• Selected extract:
▼
Question

the lifespans of gorillas in a particular zoo are normally distributed. the average gorilla lives 20.8 years; the standard deviation is 3.1 years. use the empirical rule (68 - 95 - 99.7%) to estimate the probability of a gorilla living longer than 23.9 years.

Explanation:

Step1: Calculate the z - score

The formula for the z - score is $z=\frac{x-\mu}{\sigma}$, where $x = 23.9$, $\mu=20.8$ and $\sigma = 3.1$. So $z=\frac{23.9 - 20.8}{3.1}=\frac{3.1}{3.1}=1$.

Step2: Apply the empirical rule

The empirical rule states that for a normal distribution, about 68% of the data lies within 1 standard - deviation of the mean ($\mu\pm\sigma$), about 95% lies within 2 standard - deviations ($\mu\pm2\sigma$) and about 99.7% lies within 3 standard - deviations ($\mu\pm3\sigma$). The area within 1 standard - deviation of the mean is 68%. So the area outside of $\mu\pm1\sigma$ is $100 - 68=32\%$. Since the normal distribution is symmetric, the area above $\mu + 1\sigma$ is $\frac{32}{2}=16\%$.

Answer:

16
▲
• Dataset extract:
▼
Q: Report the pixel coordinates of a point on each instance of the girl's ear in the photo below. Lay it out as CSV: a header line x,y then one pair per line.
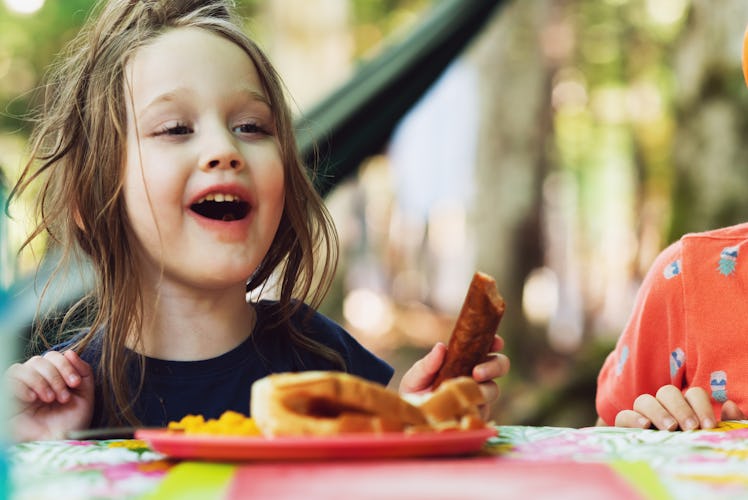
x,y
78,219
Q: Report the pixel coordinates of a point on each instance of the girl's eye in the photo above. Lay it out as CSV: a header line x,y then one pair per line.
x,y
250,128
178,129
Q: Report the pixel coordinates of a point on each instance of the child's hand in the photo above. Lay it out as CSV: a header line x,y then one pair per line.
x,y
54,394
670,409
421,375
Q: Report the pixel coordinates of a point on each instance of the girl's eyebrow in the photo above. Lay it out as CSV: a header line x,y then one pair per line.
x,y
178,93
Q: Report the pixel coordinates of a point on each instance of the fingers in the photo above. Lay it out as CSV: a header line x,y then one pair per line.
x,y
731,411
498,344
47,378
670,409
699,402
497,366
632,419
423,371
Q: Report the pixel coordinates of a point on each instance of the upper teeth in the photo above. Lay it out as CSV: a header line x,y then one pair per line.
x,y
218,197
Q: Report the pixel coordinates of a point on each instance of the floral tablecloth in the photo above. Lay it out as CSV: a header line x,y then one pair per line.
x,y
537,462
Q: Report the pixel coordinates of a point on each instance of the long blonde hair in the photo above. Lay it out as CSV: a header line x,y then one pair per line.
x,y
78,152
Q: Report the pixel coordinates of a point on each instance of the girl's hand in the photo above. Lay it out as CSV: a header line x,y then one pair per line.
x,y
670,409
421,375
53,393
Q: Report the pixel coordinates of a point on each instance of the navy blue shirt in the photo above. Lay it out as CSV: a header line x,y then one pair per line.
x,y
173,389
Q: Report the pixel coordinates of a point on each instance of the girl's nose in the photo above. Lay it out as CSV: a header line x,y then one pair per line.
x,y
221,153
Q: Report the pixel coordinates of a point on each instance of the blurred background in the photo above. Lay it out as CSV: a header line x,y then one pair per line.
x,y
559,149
▲
▼
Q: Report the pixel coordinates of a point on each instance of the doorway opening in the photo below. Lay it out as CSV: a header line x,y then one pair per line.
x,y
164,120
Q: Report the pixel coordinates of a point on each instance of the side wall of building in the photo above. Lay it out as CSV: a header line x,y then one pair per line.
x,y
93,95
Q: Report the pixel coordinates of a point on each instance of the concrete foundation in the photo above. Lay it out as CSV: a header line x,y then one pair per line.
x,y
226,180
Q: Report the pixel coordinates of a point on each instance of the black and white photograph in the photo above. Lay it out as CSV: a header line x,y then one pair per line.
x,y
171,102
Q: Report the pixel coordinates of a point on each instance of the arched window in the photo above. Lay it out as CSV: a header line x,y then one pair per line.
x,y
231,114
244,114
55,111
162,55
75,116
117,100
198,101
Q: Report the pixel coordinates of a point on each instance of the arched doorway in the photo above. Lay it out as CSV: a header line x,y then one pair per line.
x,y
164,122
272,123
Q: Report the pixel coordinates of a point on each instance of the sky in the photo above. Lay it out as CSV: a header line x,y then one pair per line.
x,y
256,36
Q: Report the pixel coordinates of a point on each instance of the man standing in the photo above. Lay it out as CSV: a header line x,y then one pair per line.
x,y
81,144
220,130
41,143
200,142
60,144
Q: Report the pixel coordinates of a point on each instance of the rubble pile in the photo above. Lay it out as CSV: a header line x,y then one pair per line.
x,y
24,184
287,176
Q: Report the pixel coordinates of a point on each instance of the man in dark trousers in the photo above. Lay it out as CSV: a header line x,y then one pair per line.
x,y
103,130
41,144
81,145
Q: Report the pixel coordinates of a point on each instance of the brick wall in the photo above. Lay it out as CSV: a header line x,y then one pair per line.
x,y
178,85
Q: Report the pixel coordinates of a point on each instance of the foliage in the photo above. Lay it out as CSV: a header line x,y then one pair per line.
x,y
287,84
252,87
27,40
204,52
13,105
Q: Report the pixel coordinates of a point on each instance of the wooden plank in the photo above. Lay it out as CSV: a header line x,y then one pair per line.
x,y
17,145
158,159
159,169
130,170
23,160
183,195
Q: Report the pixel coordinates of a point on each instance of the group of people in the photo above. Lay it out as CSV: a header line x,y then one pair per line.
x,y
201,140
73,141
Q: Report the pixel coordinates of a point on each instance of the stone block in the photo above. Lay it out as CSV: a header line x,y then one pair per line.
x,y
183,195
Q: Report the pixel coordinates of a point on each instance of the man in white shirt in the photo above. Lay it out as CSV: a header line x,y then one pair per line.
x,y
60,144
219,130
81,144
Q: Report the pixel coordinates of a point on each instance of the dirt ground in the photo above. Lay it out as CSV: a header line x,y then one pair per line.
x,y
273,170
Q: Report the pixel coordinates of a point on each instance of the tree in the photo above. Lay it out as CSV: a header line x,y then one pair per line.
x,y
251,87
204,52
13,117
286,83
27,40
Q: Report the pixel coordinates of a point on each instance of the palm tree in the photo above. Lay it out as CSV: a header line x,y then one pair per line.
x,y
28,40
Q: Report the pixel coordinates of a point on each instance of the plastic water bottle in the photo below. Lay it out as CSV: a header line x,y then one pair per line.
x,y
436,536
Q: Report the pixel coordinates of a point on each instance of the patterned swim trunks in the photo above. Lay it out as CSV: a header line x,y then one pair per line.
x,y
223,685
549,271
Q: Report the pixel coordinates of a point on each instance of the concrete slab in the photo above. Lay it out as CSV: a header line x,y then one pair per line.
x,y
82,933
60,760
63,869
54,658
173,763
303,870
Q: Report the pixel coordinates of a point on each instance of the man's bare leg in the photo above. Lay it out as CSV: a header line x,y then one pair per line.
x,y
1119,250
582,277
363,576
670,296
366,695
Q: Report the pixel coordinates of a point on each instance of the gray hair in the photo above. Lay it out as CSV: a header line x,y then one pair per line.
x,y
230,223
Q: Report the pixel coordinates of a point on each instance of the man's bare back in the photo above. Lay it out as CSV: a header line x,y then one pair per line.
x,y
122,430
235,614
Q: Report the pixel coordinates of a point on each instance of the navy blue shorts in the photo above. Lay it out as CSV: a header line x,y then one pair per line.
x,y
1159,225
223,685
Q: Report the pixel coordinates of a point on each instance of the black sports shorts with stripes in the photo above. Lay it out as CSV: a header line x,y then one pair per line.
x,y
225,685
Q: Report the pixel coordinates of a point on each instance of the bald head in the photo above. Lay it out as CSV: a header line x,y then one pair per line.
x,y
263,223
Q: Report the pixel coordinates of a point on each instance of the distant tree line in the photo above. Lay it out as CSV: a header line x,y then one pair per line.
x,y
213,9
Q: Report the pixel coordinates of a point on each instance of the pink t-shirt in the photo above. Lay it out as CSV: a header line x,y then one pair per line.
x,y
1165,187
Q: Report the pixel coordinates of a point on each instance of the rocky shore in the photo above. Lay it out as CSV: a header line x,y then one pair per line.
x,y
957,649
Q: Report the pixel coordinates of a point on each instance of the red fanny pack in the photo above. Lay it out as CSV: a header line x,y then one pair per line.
▲
Return the passage of the gorilla lifespan solution starting at "the lifespans of" and ending at "than 23.9 years.", copied word for word.

the lifespans of gorillas in a particular zoo are normally distributed. the average gorilla lives 20.8 years; the standard deviation is 3.1 years. use the empirical rule (68 - 95 - 99.7%) to estimate the probability of a gorilla living longer than 23.9 years.